→ Documento:
-*-
En 1921, viajó a Argentina invitado por la Universidad de Córdoba. Allí conoció a María Adela de Acevedo Larrazábal, acaudalada dama que, ya en España, facilitaría a D’Ors su relación con el «gran mundo aristocrático». Al regresar a España, volvió a relacionarse con miembros de la izquierda catalana como Francesc Macià, Gabriel Alomar y Andreu Nin. Este último le ofreció traducir el Glosario al ruso y un viaje a la Unión Soviética. Una invitación que, en un principio, pareció aceptar, pero que finalmente rechazó. En su discurso en los Juegos Florales de Castelló d’Empúries, afirmó que Cataluña tenía que acudir a España para «aprender novedades intelectuales», una actitud que fue interpretada por los catalanistas como «un suicidio espiritual», «un crimen contra la Patria».
-*-
→ Extracto de datos:
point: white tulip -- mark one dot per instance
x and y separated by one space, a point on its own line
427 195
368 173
-*-
→ Ejercicios:
A – ¿Concuerdan con el fragmento sobre D’Ors las afirmaciones siguientes? Responde sí o no a cada una y cita literalmente las palabras del fragmento que lo deciden.
(i) En 1921 viajó a Argentina invitado por la Universidad de Córdoba.
(ii) Andreu Nin le ofreció traducir el Glosario al francés.
(iii) Finalmente aceptó la invitación de viajar a la Unión Soviética.
B – Continúa el fragmento sobre D’Ors a partir de su última oración.

→ Respuestas:
A –
(i) Sí: «En 1921, viajó a Argentina invitado por la Universidad de Córdoba».
(ii) No: «Este último le ofreció traducir el Glosario al ruso».
(iii) No: «pero que finalmente rechazó».

B –
Trasladado a Madrid, Xenius se transformó ya para siempre en Eugenio D’Ors. Este cambio fue bien recibido por la intelectualidad madrileña y castellana, como un triunfo contra «el localismo estrecho». Comenzó a colaborar en ABC, Nuevo Mundo y Blanco y Negro. Sus preferencias ideológicas iban ahora hacia «figuras parecidas al rey imperturbable del Antiguo Régimen», en la línea de António Sardinha o Charles Maurras, «un reaccionario, partidario de un régimen político autoritario, a ser posible encabezado por un rey, pero sin que ello hiciera de él un monárquico por sentimiento o de doctrina; un reaccionario con una preferencia por el corporativismo como método de disciplina y encuadramiento social». Publica entonces su obra más célebre, Tres horas en el Museo del Prado, de tendencia antihistoricista y clasicista, y desvalorizadora de la pintura española. Libro que, en un principio, no tuvo una gran acogida en el momento de su aparición. Como el grueso de la intelectualidad española, D’Ors aprobó el golpe de Estado de Primo de Rivera. Según expresó en su discurso de homenaje a Ganivet, la dictadura era «una autoridad en busca de autor». Su tragedia Guillermo Tell fue calificada de reaccionaria por los intelectuales liberales e izquierdistas. El nuevo régimen lo nombró profesor de Ciencia de la Cultura en la Escuela Social, académico de la Lengua y representante de España en el Instituto Internacional de Cooperación Intelectual de París. Además, se relacionó con los sectores más cultos de la aristocracia madrileña, entre «duquesas, condesas, bourgeoises cossues, bellezas adornadas de chinchilla, en oposición a la vida de las peñas literarias hispanas que desdeña con las tres ces: cazalla, cajetilla y colmao».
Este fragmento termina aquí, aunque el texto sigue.